» **Record extracts**
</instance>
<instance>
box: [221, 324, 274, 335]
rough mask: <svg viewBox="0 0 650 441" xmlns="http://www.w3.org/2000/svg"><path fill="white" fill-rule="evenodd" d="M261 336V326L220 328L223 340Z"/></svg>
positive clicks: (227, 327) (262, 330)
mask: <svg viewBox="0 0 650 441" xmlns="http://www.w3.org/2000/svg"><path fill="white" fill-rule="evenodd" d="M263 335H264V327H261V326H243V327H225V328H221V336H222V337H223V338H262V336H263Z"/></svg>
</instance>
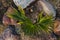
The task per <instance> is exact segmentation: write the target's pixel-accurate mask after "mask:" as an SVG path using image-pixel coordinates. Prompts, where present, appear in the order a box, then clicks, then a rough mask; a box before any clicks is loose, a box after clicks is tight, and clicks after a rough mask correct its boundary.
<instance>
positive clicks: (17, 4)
mask: <svg viewBox="0 0 60 40" xmlns="http://www.w3.org/2000/svg"><path fill="white" fill-rule="evenodd" d="M13 1H14V3H15V4H16V6H21V7H22V8H26V7H27V6H28V5H29V4H30V3H31V2H33V1H35V0H24V1H23V0H13Z"/></svg>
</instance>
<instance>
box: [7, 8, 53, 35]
mask: <svg viewBox="0 0 60 40" xmlns="http://www.w3.org/2000/svg"><path fill="white" fill-rule="evenodd" d="M13 9H14V12H13V13H12V14H9V15H8V17H11V18H13V19H15V20H17V21H19V23H20V25H21V29H22V30H23V32H24V33H25V34H27V35H35V34H37V33H39V32H40V31H43V32H46V33H49V31H50V28H52V27H51V24H52V23H53V20H52V16H48V15H46V16H44V17H43V15H42V14H43V12H40V13H39V15H38V19H37V22H36V23H35V24H33V23H32V21H31V20H30V19H29V18H28V17H26V16H25V12H24V10H23V9H22V8H21V7H18V10H19V11H17V10H16V9H15V8H13ZM40 33H41V32H40Z"/></svg>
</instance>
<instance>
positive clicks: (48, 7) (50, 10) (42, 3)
mask: <svg viewBox="0 0 60 40" xmlns="http://www.w3.org/2000/svg"><path fill="white" fill-rule="evenodd" d="M39 3H40V4H41V6H42V8H43V11H44V12H45V13H47V14H48V15H52V16H53V17H54V18H55V17H56V11H55V9H54V7H53V5H51V4H50V3H49V2H48V1H46V0H41V1H39Z"/></svg>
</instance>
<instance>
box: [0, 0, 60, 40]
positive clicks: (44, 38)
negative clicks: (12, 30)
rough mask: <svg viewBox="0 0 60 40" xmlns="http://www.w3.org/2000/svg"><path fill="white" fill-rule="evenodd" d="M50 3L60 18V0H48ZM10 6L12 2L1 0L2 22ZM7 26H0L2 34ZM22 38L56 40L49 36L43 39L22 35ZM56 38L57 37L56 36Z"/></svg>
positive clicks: (0, 14)
mask: <svg viewBox="0 0 60 40" xmlns="http://www.w3.org/2000/svg"><path fill="white" fill-rule="evenodd" d="M47 1H49V2H50V3H51V4H52V5H54V8H55V9H56V11H57V17H60V16H59V15H60V0H47ZM10 5H13V3H12V0H0V22H1V20H2V16H3V14H4V13H5V12H6V11H7V9H8V8H9V6H10ZM5 28H6V27H5V26H2V25H0V33H2V32H3V29H5ZM21 36H22V37H21V38H22V39H23V40H54V38H52V36H51V35H50V36H48V35H46V36H45V34H43V35H42V36H41V37H34V38H31V37H28V36H24V33H21ZM54 37H55V36H54Z"/></svg>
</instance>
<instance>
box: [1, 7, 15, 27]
mask: <svg viewBox="0 0 60 40" xmlns="http://www.w3.org/2000/svg"><path fill="white" fill-rule="evenodd" d="M13 12H14V9H13V7H9V8H8V10H7V11H6V13H5V14H4V15H3V20H2V22H3V24H4V25H5V26H7V25H15V24H16V20H14V19H12V18H10V17H8V16H7V15H9V14H12V13H13Z"/></svg>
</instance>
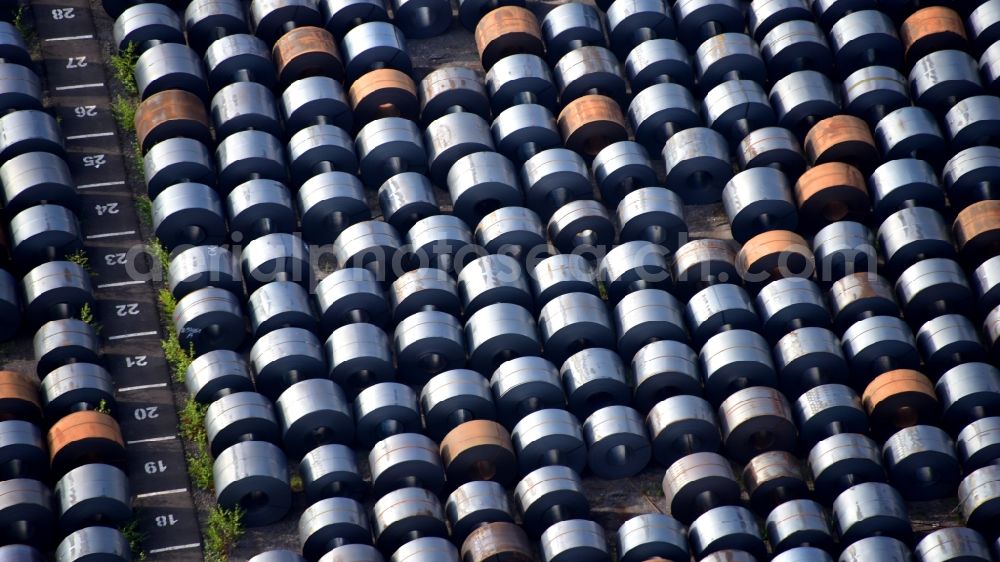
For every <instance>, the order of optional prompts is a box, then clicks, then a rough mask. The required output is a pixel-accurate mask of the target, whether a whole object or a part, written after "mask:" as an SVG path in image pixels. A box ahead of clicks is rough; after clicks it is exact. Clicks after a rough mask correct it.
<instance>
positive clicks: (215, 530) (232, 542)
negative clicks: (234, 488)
mask: <svg viewBox="0 0 1000 562" xmlns="http://www.w3.org/2000/svg"><path fill="white" fill-rule="evenodd" d="M203 534H204V536H205V562H226V561H228V560H229V551H230V550H232V548H233V547H234V546H235V545H236V541H238V540H239V538H240V537H241V536H243V510H242V509H240V508H239V507H236V508H233V509H227V508H224V507H222V506H218V505H217V506H214V507H212V509H211V510H210V511H209V512H208V522H207V524H206V525H205V530H204V533H203Z"/></svg>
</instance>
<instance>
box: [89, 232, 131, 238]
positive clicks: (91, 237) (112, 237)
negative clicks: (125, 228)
mask: <svg viewBox="0 0 1000 562" xmlns="http://www.w3.org/2000/svg"><path fill="white" fill-rule="evenodd" d="M129 234H135V231H134V230H123V231H121V232H105V233H104V234H91V235H89V236H87V240H96V239H97V238H114V237H115V236H128V235H129Z"/></svg>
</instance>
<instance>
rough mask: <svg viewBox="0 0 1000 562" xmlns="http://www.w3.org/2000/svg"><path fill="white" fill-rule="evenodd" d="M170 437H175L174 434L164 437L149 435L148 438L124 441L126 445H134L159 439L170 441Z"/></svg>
mask: <svg viewBox="0 0 1000 562" xmlns="http://www.w3.org/2000/svg"><path fill="white" fill-rule="evenodd" d="M171 439H177V436H176V435H167V436H166V437H150V438H149V439H136V440H135V441H126V442H125V444H126V445H135V444H136V443H156V442H159V441H170V440H171Z"/></svg>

» **What needs to be done**
Leave out the pictures and print each record exactly as it stands.

» **Expected answer**
</instance>
<instance>
box: [221, 324, 274, 335]
rough mask: <svg viewBox="0 0 650 441" xmlns="http://www.w3.org/2000/svg"><path fill="white" fill-rule="evenodd" d="M261 336V326L220 328L223 340Z"/></svg>
positive clicks: (227, 327) (262, 330)
mask: <svg viewBox="0 0 650 441" xmlns="http://www.w3.org/2000/svg"><path fill="white" fill-rule="evenodd" d="M263 335H264V327H261V326H243V327H225V328H221V336H222V337H223V338H262V336H263Z"/></svg>
</instance>
The task per <instance> is exact segmentation: write the target's pixel-accurate mask after "mask:" as an SVG path using image-pixel coordinates. Prompts, where present, appear in the order a box, then clicks, then a rough mask; a box before any clicks is loose, a box after clicks is tight, and clicks after a rough mask correct its boundary.
<instance>
positive clicks: (17, 4)
mask: <svg viewBox="0 0 60 40" xmlns="http://www.w3.org/2000/svg"><path fill="white" fill-rule="evenodd" d="M13 1H14V3H15V4H16V6H21V7H22V8H26V7H27V6H28V5H29V4H30V3H31V2H33V1H35V0H24V1H23V0H13Z"/></svg>
</instance>
<instance>
box: [7, 8, 53, 35]
mask: <svg viewBox="0 0 60 40" xmlns="http://www.w3.org/2000/svg"><path fill="white" fill-rule="evenodd" d="M13 9H14V12H13V13H12V14H9V15H8V17H11V18H13V19H15V20H17V21H19V23H20V25H21V29H22V30H23V32H24V33H25V34H27V35H35V34H37V33H39V32H40V31H43V32H46V33H49V31H50V28H52V27H51V24H52V23H53V20H52V16H48V15H46V16H44V17H43V15H42V14H43V12H40V13H39V15H38V19H37V22H36V23H35V24H33V23H32V21H31V20H30V19H29V18H28V17H26V16H25V12H24V10H23V9H22V8H21V7H18V10H19V11H17V10H16V9H15V8H13ZM40 33H41V32H40Z"/></svg>
</instance>
<instance>
positive clicks: (48, 7) (50, 10) (42, 3)
mask: <svg viewBox="0 0 60 40" xmlns="http://www.w3.org/2000/svg"><path fill="white" fill-rule="evenodd" d="M39 3H40V4H41V6H42V8H43V11H44V12H45V13H47V14H48V15H52V16H53V17H54V18H55V17H56V11H55V9H54V7H53V5H51V4H50V3H49V2H48V1H46V0H41V1H39Z"/></svg>
</instance>
<instance>
box: [0, 0, 60, 40]
positive clicks: (44, 38)
negative clicks: (12, 30)
rough mask: <svg viewBox="0 0 60 40" xmlns="http://www.w3.org/2000/svg"><path fill="white" fill-rule="evenodd" d="M50 3L60 18V0H48ZM10 6L12 2L1 0L2 22ZM7 26H0L2 34ZM22 38L56 40L49 36L43 39L22 35ZM56 38L57 37L56 36Z"/></svg>
positive clicks: (0, 14)
mask: <svg viewBox="0 0 60 40" xmlns="http://www.w3.org/2000/svg"><path fill="white" fill-rule="evenodd" d="M47 1H49V2H50V3H51V4H52V5H54V8H55V9H56V11H57V17H60V16H59V15H60V0H47ZM10 5H13V3H12V0H0V22H1V20H2V16H3V14H4V13H5V12H6V11H7V9H8V8H9V6H10ZM5 28H6V27H5V26H2V25H0V33H2V32H3V29H5ZM21 36H22V37H21V38H22V39H23V40H54V38H52V36H51V35H50V36H48V35H46V36H45V34H43V35H42V36H41V37H34V38H31V37H28V36H24V33H21ZM54 37H55V36H54Z"/></svg>
</instance>
<instance>
box: [1, 7, 15, 27]
mask: <svg viewBox="0 0 60 40" xmlns="http://www.w3.org/2000/svg"><path fill="white" fill-rule="evenodd" d="M13 12H14V9H13V7H9V8H8V10H7V11H6V13H5V14H4V15H3V20H2V22H3V24H4V25H5V26H7V25H15V24H16V20H14V19H12V18H10V17H8V16H7V15H9V14H12V13H13Z"/></svg>
</instance>
For every <instance>, the order of optional prompts is a box, then clicks, then a rough mask. The required output is a pixel-accurate mask of the target, whether a whole object or a part, written after "mask:" as an SVG path in image pixels. A box ahead of clicks is rough; after clicks it is exact. Clicks after a rough mask correct it.
<instance>
positive clicks: (215, 530) (232, 542)
negative clicks: (234, 488)
mask: <svg viewBox="0 0 1000 562" xmlns="http://www.w3.org/2000/svg"><path fill="white" fill-rule="evenodd" d="M203 534H204V536H205V562H226V561H228V560H229V551H230V550H232V548H233V547H234V546H235V545H236V541H238V540H239V538H240V537H241V536H243V510H242V509H240V508H239V507H236V508H233V509H227V508H224V507H222V506H218V505H217V506H214V507H212V509H211V510H210V511H209V512H208V522H207V524H206V525H205V530H204V533H203Z"/></svg>
</instance>
<instance>
box: [89, 232, 131, 238]
positive clicks: (91, 237) (112, 237)
negative clicks: (125, 228)
mask: <svg viewBox="0 0 1000 562" xmlns="http://www.w3.org/2000/svg"><path fill="white" fill-rule="evenodd" d="M129 234H135V231H134V230H123V231H121V232H105V233H104V234H91V235H89V236H87V240H96V239H97V238H114V237H115V236H128V235H129Z"/></svg>
</instance>
<instance>
rough mask: <svg viewBox="0 0 1000 562" xmlns="http://www.w3.org/2000/svg"><path fill="white" fill-rule="evenodd" d="M170 437H175L174 434L164 437L149 435L148 438L124 441L126 445H134L159 439L170 441Z"/></svg>
mask: <svg viewBox="0 0 1000 562" xmlns="http://www.w3.org/2000/svg"><path fill="white" fill-rule="evenodd" d="M171 439H177V436H176V435H167V436H166V437H150V438H149V439H136V440H135V441H126V442H125V444H126V445H135V444H136V443H156V442H159V441H170V440H171Z"/></svg>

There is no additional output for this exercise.